**Your goal**
Return the material below in full and exactly.

— Start of Record excerpts —

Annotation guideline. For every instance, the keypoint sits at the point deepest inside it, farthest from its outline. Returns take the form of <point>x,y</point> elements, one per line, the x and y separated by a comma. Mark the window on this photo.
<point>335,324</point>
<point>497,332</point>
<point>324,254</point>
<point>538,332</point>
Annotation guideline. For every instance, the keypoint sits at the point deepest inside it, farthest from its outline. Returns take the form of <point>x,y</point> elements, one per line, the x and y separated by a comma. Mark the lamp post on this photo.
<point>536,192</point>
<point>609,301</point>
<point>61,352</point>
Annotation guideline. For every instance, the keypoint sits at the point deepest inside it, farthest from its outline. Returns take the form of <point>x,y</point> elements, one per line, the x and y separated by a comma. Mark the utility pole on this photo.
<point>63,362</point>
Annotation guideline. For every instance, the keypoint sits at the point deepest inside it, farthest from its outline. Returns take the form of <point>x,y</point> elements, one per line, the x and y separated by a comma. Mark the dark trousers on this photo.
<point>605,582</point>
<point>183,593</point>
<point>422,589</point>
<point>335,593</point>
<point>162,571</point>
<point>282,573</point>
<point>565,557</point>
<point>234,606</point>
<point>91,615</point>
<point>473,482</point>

— End of Record excerpts —

**Task result**
Annotation guideline. For every instance, the keypoint sits at the point deepest inside it, farthest from its outline. Returns take the form of <point>x,y</point> elements, one per line, the x and y separated by a comma. Mark the window on this photo.
<point>335,324</point>
<point>497,332</point>
<point>324,254</point>
<point>538,332</point>
Annotation guideline. For every instance, the keypoint sits at the point deepest inside it, farthest from its outline. Returns take the form of <point>x,y</point> elements, one per line, the x and y separated by a comma. Mark the lamp post on this photo.
<point>536,192</point>
<point>609,301</point>
<point>61,352</point>
Annotation guideline. For every instance, the keypoint sits at the point deepest inside it, farthest from its outline. Returns take the form of <point>x,y</point> elements, one per line, the x and y separated by a comma. Mark the utility pole on this photo.
<point>63,362</point>
Annotation guideline. For every instance, the keypoint sits at the point deepest inside it, farthest from its outline. Returns take the form of <point>x,y</point> elements, one per line, the x and y separated by a comma. Mark the dark trousers on this photo.
<point>605,582</point>
<point>183,593</point>
<point>422,589</point>
<point>335,593</point>
<point>162,571</point>
<point>282,573</point>
<point>565,557</point>
<point>234,606</point>
<point>91,615</point>
<point>473,482</point>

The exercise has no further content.